> What is asked: Count the lines in the items below that contain the string "tail", where case counts. Give only the number.

> Input material:
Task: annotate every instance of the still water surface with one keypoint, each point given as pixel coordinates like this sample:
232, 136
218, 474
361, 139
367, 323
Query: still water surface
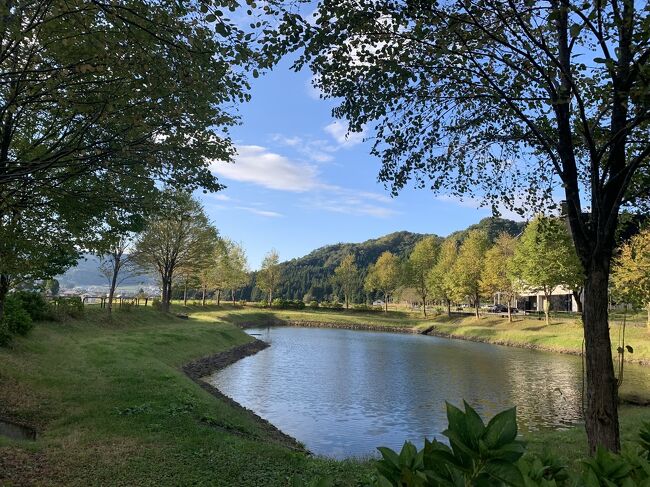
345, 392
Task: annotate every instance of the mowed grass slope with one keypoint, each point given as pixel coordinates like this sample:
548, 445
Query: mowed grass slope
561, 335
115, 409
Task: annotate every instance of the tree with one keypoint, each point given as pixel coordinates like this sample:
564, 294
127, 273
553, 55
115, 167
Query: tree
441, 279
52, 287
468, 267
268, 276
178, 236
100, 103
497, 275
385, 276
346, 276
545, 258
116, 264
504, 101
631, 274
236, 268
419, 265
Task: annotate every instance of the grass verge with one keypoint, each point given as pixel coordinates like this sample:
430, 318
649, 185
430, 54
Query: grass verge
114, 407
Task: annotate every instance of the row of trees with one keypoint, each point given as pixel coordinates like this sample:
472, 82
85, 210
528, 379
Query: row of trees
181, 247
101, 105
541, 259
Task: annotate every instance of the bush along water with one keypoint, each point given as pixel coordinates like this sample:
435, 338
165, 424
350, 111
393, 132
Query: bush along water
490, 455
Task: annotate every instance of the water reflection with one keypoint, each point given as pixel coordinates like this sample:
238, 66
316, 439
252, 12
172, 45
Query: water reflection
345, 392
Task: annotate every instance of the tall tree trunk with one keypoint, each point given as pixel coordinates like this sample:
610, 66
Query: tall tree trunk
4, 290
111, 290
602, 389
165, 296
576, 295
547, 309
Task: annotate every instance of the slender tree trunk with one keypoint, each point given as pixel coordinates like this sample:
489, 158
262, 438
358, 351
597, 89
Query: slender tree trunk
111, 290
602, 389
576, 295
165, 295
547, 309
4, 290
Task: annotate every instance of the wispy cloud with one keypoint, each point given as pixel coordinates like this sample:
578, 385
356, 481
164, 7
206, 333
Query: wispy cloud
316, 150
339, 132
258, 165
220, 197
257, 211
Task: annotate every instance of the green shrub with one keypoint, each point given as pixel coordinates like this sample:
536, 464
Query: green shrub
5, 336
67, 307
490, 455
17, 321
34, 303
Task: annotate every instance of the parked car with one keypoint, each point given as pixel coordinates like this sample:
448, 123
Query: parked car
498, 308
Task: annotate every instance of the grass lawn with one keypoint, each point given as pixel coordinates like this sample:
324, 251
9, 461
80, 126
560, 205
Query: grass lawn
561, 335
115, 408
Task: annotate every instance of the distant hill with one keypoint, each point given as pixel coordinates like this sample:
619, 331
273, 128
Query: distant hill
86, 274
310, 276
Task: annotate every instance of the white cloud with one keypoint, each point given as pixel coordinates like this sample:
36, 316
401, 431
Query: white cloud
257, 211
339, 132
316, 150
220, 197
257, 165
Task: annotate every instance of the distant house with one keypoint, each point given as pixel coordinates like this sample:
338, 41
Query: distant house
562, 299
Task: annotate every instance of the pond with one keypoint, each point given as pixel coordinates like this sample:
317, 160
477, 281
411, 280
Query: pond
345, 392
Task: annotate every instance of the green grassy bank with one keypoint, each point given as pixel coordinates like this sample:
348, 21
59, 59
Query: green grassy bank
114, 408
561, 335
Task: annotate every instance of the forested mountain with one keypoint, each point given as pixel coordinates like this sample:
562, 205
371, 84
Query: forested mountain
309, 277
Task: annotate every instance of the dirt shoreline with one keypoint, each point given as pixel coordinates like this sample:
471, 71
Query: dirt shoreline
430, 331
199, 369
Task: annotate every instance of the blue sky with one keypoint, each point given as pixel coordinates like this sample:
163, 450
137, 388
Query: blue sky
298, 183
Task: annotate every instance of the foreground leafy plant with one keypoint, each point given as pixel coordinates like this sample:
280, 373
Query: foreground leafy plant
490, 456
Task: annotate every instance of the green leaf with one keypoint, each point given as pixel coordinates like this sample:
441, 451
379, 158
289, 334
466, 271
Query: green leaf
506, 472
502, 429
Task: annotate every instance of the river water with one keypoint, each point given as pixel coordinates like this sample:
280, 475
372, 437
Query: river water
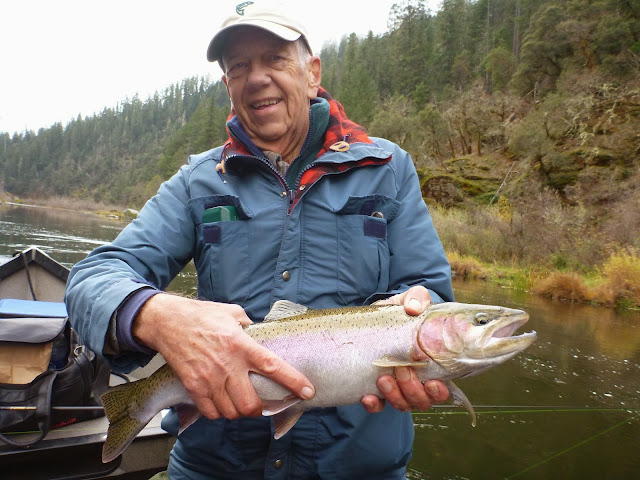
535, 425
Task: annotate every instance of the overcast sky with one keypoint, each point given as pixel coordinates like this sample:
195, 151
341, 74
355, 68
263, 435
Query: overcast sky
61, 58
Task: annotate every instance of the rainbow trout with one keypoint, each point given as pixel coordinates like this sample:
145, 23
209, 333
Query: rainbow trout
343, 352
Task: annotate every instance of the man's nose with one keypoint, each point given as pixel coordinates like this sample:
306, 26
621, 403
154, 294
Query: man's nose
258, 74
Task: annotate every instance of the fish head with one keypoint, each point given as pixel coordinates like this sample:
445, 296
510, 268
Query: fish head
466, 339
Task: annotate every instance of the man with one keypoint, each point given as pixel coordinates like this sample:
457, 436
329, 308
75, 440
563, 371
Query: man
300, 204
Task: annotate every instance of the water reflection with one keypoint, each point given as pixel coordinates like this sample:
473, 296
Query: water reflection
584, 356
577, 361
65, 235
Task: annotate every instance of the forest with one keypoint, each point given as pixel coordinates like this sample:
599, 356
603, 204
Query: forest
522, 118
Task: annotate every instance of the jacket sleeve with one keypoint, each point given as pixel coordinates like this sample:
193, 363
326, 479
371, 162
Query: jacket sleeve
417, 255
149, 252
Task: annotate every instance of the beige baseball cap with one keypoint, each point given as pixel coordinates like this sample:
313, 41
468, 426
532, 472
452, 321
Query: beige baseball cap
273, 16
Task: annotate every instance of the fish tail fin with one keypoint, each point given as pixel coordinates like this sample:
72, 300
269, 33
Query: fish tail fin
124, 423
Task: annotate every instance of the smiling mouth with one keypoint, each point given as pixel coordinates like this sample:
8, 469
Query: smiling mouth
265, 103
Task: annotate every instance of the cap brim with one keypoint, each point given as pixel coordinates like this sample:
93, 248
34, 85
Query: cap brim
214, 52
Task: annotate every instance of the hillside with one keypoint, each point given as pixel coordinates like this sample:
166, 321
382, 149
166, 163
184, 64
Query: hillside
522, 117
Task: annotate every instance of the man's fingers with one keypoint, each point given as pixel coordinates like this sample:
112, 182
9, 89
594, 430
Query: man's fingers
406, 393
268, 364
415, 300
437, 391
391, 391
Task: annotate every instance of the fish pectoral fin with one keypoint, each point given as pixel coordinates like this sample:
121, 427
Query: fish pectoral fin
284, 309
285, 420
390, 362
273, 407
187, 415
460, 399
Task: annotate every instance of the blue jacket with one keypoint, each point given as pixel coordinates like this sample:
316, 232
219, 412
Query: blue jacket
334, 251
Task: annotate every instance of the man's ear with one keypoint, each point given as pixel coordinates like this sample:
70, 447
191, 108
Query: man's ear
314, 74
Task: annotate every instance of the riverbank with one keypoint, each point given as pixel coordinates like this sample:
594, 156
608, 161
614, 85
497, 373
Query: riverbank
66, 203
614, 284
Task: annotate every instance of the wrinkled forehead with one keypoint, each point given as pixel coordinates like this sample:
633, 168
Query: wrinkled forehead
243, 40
--
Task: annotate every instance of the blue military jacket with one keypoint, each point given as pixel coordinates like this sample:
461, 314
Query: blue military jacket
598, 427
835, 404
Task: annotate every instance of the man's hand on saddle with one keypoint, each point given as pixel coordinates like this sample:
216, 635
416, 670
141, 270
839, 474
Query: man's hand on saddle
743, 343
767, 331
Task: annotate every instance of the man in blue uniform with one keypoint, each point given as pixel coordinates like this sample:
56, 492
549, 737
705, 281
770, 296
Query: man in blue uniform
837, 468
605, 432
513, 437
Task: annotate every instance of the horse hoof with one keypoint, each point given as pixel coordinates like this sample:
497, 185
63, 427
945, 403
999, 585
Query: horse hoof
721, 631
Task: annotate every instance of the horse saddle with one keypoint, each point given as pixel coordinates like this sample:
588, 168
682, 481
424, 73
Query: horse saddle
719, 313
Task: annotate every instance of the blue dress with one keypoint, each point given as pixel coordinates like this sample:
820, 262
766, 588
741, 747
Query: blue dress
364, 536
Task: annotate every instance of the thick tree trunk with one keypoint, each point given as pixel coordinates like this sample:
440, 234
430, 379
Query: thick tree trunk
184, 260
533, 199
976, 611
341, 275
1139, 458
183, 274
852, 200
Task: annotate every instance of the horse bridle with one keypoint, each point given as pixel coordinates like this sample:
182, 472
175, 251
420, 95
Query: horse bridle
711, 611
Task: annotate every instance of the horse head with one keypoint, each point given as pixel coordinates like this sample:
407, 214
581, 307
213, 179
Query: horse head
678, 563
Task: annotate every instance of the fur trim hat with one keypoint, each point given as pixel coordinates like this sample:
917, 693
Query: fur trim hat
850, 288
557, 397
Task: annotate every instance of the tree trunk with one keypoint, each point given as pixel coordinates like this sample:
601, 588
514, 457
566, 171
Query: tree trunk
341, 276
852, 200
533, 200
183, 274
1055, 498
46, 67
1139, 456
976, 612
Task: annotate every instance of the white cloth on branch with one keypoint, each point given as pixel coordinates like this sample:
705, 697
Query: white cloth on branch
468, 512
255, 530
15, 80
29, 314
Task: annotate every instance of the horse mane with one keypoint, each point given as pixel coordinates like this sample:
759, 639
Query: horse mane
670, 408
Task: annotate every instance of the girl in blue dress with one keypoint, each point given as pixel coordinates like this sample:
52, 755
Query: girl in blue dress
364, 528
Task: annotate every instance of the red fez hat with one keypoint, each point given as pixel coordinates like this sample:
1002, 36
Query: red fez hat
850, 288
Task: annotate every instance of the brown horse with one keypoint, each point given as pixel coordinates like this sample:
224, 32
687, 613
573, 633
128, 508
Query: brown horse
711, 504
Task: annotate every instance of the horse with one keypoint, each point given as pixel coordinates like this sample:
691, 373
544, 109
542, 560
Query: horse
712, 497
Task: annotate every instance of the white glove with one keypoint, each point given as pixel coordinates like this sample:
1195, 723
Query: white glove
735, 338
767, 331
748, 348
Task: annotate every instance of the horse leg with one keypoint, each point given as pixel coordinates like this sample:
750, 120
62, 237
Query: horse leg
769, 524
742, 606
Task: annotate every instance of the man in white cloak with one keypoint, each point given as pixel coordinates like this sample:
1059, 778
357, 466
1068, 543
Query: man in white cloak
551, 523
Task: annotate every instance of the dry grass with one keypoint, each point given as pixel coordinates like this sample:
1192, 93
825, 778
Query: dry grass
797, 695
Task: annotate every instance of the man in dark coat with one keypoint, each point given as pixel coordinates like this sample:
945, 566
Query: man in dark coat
...
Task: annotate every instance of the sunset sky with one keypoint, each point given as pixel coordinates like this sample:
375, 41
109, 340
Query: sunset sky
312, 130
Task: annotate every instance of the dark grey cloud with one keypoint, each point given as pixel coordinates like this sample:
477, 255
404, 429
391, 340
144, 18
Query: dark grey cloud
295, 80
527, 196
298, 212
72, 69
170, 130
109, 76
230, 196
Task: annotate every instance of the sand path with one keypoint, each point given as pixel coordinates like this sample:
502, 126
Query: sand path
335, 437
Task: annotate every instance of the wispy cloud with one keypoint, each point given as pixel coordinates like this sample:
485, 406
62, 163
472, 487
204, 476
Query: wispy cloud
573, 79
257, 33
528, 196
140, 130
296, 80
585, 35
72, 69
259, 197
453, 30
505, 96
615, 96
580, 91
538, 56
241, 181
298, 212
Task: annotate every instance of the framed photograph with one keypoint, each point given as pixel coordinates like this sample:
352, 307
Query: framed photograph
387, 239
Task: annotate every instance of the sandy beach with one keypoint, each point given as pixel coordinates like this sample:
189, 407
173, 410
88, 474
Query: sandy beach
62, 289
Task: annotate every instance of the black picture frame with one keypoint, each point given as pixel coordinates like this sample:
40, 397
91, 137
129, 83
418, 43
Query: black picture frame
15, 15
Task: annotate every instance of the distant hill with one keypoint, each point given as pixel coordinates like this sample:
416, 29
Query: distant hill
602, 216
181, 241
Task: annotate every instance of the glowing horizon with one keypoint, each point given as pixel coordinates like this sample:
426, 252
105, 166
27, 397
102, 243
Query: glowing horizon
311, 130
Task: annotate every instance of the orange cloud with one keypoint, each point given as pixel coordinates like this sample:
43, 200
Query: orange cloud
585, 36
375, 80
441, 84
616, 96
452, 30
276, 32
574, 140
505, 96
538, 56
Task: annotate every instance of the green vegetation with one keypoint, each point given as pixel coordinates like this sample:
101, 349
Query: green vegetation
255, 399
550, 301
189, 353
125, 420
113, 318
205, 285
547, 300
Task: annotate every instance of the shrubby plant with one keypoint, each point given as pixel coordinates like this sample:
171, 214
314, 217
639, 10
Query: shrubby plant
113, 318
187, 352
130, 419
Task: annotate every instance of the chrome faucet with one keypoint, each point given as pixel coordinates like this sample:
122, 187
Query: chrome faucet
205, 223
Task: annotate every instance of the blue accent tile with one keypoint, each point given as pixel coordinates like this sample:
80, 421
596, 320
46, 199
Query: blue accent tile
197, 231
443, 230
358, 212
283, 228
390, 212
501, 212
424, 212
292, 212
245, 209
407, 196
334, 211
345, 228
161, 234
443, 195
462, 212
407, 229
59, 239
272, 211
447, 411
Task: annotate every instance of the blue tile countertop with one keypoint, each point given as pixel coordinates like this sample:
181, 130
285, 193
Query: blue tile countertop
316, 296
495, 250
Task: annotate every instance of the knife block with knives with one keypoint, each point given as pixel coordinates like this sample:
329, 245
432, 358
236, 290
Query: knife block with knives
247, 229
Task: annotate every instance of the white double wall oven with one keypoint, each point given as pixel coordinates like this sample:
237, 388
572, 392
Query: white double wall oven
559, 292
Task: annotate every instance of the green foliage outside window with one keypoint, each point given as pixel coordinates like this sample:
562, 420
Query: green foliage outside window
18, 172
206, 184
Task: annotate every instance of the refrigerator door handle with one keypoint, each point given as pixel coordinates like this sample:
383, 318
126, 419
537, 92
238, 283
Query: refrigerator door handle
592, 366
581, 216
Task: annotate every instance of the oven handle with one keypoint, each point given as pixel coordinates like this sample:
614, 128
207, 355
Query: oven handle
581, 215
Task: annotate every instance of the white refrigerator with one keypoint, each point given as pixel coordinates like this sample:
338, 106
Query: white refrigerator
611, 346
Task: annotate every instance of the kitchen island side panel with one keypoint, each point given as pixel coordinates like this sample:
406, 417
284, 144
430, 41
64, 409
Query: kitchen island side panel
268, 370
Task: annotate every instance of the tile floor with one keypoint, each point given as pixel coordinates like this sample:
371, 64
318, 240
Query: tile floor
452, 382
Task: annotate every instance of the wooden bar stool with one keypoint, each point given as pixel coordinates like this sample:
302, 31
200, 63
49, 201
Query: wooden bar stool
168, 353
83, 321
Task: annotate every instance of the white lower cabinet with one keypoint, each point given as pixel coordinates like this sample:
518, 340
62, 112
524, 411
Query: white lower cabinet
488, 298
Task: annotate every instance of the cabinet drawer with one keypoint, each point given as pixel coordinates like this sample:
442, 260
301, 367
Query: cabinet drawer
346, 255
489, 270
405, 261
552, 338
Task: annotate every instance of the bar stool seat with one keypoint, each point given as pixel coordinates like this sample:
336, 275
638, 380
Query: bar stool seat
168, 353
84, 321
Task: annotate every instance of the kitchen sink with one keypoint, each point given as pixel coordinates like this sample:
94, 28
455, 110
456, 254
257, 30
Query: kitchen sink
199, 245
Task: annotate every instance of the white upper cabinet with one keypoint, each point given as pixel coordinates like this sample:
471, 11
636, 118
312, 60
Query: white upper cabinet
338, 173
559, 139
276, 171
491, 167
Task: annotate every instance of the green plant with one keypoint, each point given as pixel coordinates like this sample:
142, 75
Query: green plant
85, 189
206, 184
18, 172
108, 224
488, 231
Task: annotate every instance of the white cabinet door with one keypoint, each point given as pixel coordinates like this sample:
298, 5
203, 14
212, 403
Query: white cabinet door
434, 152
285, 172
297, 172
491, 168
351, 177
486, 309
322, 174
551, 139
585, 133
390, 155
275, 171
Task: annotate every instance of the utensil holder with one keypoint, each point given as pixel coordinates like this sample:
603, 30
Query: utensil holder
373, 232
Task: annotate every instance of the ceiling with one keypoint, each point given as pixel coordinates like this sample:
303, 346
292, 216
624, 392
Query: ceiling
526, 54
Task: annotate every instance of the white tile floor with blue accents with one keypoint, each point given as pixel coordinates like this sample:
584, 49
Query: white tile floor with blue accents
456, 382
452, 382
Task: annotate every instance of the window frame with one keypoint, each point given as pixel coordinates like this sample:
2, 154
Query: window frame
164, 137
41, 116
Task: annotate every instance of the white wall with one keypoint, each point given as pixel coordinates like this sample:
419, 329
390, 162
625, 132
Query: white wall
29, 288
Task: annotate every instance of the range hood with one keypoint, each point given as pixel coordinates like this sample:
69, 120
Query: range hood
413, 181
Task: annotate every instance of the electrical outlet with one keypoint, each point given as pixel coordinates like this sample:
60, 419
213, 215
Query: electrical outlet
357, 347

> Written reply: 2